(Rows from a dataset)
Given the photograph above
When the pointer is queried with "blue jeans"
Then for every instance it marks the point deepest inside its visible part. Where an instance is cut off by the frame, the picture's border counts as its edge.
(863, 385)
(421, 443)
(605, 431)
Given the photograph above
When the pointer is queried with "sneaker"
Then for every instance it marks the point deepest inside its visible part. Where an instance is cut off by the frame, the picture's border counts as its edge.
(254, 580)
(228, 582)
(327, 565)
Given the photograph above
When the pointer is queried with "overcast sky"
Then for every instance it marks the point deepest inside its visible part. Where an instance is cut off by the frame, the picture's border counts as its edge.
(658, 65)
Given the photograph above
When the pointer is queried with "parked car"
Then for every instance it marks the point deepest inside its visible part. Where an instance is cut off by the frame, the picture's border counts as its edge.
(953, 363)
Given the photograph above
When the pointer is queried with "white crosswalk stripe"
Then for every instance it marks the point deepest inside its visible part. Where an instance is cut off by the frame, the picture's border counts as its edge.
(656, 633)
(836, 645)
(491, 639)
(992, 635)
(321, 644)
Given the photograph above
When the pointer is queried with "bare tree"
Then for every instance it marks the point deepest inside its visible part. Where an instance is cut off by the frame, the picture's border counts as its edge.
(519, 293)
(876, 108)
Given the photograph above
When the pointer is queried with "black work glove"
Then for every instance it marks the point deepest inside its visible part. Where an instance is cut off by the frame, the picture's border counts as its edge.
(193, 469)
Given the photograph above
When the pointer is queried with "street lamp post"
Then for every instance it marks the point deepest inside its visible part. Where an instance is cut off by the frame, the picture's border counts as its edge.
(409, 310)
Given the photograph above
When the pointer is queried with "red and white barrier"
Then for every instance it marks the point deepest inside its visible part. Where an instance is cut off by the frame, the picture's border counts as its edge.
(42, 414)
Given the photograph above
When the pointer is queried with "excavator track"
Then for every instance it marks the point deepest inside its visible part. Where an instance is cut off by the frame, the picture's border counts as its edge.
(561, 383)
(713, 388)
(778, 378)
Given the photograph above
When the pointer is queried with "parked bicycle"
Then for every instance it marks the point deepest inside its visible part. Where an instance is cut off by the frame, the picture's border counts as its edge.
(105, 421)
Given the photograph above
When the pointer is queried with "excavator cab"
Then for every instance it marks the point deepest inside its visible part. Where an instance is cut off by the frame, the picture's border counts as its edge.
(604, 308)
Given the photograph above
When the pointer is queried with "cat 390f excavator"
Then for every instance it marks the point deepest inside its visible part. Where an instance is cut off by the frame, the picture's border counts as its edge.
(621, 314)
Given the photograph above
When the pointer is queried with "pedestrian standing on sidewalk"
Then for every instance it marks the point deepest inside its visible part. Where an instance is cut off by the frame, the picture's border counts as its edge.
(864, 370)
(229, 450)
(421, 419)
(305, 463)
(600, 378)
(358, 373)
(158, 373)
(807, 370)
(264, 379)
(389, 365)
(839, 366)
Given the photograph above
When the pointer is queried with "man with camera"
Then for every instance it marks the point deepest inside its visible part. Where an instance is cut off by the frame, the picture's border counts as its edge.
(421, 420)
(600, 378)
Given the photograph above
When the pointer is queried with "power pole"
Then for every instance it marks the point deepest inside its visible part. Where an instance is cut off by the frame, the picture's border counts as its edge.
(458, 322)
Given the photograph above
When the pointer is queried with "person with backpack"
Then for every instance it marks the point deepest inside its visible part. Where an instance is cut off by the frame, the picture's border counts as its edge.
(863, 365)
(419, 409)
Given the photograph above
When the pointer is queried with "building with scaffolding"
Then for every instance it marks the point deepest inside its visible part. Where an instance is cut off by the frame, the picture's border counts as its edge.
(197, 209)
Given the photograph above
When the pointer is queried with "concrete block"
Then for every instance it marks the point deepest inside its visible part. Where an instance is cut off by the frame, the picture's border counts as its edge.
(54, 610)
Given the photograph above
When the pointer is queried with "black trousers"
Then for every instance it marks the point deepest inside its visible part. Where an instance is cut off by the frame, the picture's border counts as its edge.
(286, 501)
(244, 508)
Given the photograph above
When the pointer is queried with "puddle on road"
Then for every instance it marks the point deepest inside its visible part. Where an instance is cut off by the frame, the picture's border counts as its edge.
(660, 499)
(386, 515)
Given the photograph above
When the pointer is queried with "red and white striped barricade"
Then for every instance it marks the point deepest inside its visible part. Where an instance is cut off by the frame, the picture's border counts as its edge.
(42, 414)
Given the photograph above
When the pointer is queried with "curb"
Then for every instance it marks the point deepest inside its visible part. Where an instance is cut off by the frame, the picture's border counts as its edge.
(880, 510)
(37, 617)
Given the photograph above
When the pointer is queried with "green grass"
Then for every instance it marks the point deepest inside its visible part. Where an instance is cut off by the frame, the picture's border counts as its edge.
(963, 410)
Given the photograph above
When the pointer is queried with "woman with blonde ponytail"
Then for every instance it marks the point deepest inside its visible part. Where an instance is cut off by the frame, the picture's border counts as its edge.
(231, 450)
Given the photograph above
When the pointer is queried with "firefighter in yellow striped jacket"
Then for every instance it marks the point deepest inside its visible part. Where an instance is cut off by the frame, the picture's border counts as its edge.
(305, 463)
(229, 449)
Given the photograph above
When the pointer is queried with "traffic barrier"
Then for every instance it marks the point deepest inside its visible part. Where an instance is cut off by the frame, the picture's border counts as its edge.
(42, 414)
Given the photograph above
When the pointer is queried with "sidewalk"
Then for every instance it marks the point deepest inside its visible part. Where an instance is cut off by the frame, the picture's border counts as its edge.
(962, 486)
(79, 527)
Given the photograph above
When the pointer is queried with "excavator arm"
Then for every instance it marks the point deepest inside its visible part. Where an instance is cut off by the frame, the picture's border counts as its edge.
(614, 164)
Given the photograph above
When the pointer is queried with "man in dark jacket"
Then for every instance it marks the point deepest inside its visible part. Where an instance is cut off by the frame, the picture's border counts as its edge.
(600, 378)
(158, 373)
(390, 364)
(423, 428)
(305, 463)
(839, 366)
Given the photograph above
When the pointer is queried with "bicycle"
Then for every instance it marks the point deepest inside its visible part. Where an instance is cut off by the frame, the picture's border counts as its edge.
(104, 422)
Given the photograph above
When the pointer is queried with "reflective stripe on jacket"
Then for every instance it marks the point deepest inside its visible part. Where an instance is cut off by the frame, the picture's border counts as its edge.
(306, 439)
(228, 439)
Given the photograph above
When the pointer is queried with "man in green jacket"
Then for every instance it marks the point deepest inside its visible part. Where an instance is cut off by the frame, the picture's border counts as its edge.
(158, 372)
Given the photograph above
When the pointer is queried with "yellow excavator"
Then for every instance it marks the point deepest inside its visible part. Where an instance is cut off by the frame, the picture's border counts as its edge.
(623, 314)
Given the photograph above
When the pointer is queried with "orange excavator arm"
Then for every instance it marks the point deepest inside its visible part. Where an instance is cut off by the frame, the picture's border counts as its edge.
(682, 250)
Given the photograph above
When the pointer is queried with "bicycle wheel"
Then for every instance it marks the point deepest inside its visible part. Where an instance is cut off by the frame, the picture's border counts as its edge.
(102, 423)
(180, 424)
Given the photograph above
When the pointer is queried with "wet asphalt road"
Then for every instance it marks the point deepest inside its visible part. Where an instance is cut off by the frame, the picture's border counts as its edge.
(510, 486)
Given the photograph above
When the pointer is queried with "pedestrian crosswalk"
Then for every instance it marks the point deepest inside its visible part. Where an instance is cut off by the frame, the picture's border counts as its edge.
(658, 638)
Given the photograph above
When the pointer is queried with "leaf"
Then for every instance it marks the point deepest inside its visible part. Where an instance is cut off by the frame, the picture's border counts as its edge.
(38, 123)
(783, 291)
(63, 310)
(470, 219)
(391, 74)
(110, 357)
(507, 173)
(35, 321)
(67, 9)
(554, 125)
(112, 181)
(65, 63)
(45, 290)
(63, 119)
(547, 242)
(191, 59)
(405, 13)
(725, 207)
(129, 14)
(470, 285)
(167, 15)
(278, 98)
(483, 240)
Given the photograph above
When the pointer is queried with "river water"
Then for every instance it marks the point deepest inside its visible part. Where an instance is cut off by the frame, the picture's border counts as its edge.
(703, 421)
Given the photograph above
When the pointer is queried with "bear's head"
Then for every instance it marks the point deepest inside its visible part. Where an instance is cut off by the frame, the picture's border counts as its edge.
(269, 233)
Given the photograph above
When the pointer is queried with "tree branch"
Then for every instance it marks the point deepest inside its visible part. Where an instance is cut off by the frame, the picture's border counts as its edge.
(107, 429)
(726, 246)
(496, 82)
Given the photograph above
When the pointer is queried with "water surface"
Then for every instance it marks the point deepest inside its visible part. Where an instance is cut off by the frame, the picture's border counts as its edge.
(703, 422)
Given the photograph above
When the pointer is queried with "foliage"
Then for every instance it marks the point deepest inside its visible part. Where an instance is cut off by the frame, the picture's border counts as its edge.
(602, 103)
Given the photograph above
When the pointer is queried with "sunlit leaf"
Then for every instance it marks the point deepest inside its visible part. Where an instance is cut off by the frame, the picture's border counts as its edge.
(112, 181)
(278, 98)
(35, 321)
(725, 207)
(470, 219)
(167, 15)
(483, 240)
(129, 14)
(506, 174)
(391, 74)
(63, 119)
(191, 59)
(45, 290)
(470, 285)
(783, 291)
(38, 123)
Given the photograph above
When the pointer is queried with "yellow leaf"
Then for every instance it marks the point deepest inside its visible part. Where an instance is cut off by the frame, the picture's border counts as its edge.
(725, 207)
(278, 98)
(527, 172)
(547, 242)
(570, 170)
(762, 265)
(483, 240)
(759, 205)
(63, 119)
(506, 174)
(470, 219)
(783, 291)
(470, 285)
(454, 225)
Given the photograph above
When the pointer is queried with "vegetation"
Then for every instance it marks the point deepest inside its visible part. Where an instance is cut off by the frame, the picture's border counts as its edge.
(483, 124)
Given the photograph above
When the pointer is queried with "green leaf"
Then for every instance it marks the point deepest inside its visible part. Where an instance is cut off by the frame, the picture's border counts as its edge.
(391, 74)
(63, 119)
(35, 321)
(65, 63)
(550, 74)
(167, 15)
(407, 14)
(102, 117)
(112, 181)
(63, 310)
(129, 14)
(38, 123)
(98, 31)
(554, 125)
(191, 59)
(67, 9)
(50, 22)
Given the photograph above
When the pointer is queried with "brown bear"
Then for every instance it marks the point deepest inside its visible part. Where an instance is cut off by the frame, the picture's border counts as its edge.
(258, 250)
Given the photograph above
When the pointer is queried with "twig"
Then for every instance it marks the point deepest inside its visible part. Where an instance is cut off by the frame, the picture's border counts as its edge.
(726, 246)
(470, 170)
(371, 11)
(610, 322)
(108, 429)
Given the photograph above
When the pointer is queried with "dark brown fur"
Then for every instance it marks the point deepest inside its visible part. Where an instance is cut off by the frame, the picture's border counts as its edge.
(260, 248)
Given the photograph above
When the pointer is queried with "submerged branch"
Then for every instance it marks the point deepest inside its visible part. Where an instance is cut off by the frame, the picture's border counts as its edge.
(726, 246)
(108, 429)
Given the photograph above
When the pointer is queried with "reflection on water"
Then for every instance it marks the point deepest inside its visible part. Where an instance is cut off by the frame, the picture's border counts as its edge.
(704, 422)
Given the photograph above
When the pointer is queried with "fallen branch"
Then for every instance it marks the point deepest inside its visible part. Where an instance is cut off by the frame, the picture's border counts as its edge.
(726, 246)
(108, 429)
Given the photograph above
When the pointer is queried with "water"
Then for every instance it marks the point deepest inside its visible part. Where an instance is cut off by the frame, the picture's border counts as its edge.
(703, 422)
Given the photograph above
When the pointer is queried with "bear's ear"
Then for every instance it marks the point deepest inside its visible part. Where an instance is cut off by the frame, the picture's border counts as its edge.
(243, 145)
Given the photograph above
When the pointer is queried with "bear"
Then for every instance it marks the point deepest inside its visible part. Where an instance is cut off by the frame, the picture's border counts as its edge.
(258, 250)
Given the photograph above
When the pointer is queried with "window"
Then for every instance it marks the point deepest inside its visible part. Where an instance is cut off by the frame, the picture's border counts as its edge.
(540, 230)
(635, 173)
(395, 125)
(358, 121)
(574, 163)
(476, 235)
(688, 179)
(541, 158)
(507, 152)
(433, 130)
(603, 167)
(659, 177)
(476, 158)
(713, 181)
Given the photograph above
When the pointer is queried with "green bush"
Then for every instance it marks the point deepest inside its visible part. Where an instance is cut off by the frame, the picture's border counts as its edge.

CHALLENGE: Gather every line of the items above that contains the word "pedestrian", and copy each one as it appears. Case counts when matching.

THE RESPONSE:
When the pointer is queried with "pedestrian standing on sidewalk"
When the pointer is queried with "pedestrian crosswalk"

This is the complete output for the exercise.